*** Data Section Begins ***

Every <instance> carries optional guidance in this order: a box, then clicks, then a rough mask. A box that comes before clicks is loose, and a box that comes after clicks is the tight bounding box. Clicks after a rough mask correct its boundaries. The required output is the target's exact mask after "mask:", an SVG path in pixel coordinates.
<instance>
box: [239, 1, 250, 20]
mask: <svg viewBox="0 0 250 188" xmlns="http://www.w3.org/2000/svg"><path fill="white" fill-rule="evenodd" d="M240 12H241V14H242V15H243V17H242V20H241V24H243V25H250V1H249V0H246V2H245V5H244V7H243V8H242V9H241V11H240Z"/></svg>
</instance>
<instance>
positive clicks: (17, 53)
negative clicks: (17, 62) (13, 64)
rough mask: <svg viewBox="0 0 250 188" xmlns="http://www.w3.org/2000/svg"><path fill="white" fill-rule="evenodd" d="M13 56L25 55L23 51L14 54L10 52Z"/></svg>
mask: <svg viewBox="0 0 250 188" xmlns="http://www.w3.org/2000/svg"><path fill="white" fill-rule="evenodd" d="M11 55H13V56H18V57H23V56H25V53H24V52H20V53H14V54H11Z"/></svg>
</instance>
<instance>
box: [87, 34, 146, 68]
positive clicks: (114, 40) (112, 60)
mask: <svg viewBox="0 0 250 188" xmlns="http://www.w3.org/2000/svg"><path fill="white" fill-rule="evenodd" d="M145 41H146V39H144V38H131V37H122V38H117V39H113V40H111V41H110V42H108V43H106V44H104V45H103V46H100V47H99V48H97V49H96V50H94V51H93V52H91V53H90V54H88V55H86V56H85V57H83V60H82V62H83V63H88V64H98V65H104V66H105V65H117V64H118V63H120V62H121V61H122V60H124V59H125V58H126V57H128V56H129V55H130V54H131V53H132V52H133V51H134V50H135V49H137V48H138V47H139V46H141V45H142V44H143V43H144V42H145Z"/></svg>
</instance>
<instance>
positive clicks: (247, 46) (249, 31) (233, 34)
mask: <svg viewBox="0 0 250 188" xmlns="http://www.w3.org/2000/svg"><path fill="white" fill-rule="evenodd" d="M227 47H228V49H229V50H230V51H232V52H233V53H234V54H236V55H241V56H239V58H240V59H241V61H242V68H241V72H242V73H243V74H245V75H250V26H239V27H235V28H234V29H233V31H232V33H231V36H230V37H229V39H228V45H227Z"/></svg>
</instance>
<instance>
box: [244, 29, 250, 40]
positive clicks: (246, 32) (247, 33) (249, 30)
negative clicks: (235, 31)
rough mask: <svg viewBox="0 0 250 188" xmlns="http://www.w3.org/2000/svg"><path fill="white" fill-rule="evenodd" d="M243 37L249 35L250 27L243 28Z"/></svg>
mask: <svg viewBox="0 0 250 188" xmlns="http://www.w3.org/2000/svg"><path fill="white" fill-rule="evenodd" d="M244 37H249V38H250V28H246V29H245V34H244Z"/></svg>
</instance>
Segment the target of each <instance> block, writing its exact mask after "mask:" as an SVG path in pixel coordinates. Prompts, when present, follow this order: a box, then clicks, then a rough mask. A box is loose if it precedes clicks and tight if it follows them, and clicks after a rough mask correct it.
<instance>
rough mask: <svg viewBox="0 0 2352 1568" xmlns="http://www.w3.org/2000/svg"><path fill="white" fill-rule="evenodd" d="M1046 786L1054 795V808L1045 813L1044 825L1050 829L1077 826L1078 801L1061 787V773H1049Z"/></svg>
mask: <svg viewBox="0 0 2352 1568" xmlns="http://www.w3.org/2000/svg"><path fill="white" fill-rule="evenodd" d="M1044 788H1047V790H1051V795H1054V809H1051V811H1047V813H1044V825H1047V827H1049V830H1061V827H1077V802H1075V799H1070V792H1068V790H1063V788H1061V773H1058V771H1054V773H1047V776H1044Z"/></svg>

*** Data Section Ends ***

Work to complete :: Every record above is to be copied out again exactly as written.

Finished exercise ::
Every <instance> carries optional guidance in this order: a box, then clicks, then a rough mask. A box that comes before clicks is loose, and a box that comes after clicks is the tight bounding box. Clicks after a rough mask correct its boundaries. The required output is the target's exact mask after "mask:", an SVG path in pixel coordinates.
<instance>
box: [239, 1, 250, 20]
mask: <svg viewBox="0 0 250 188" xmlns="http://www.w3.org/2000/svg"><path fill="white" fill-rule="evenodd" d="M240 12H241V14H242V15H243V17H242V20H241V24H243V25H250V1H249V0H246V2H245V5H244V7H243V8H242V9H241V11H240Z"/></svg>
</instance>
<instance>
positive clicks: (17, 53)
negative clicks: (17, 62) (13, 64)
rough mask: <svg viewBox="0 0 250 188" xmlns="http://www.w3.org/2000/svg"><path fill="white" fill-rule="evenodd" d="M13 56L25 55L23 51L14 54L10 52Z"/></svg>
mask: <svg viewBox="0 0 250 188" xmlns="http://www.w3.org/2000/svg"><path fill="white" fill-rule="evenodd" d="M11 55H13V56H18V57H23V56H25V53H24V52H20V53H14V54H11Z"/></svg>
</instance>
<instance>
box: [87, 34, 146, 68]
positive clicks: (114, 40) (112, 60)
mask: <svg viewBox="0 0 250 188" xmlns="http://www.w3.org/2000/svg"><path fill="white" fill-rule="evenodd" d="M145 41H146V39H144V38H131V37H122V38H117V39H113V40H111V41H110V42H108V43H106V44H104V45H103V46H100V47H99V48H97V49H96V50H94V51H93V52H91V53H90V54H88V55H86V56H85V57H83V60H82V62H83V63H88V64H98V65H104V66H105V65H117V64H118V63H120V62H121V61H122V60H124V59H125V58H126V57H128V56H129V55H130V54H131V53H132V52H133V51H134V50H135V49H137V48H138V47H139V46H141V45H142V44H143V43H144V42H145Z"/></svg>
</instance>
<instance>
positive clicks: (247, 46) (249, 31) (233, 34)
mask: <svg viewBox="0 0 250 188" xmlns="http://www.w3.org/2000/svg"><path fill="white" fill-rule="evenodd" d="M227 47H228V49H229V50H230V51H232V52H233V53H234V54H236V55H241V56H239V58H240V59H241V61H242V68H241V72H242V73H243V74H245V75H250V26H239V27H235V28H234V29H233V31H232V33H231V36H230V37H229V39H228V45H227Z"/></svg>
</instance>
<instance>
box: [244, 29, 250, 40]
positive clicks: (246, 32) (247, 33) (249, 30)
negative clicks: (235, 31)
rough mask: <svg viewBox="0 0 250 188" xmlns="http://www.w3.org/2000/svg"><path fill="white" fill-rule="evenodd" d="M243 37L249 35L250 27L243 28Z"/></svg>
mask: <svg viewBox="0 0 250 188" xmlns="http://www.w3.org/2000/svg"><path fill="white" fill-rule="evenodd" d="M244 37H249V38H250V28H246V29H245V34H244Z"/></svg>
</instance>
Segment the target of each <instance> block, writing its exact mask after "mask:" as an SVG path in pixel coordinates. Prompts, when present, follow this order: a box, then clicks, then a rough mask. A box is loose if it precedes clicks and tight if it follows them, and clicks after a rough mask correct it.
<instance>
rough mask: <svg viewBox="0 0 2352 1568" xmlns="http://www.w3.org/2000/svg"><path fill="white" fill-rule="evenodd" d="M1046 786L1054 795V808L1045 813L1044 825L1050 829L1077 826L1078 801L1061 787V773H1049Z"/></svg>
mask: <svg viewBox="0 0 2352 1568" xmlns="http://www.w3.org/2000/svg"><path fill="white" fill-rule="evenodd" d="M1044 788H1047V790H1051V795H1054V809H1051V811H1047V813H1044V825H1047V827H1049V830H1061V827H1077V802H1075V799H1070V792H1068V790H1063V788H1061V773H1058V771H1054V773H1047V776H1044Z"/></svg>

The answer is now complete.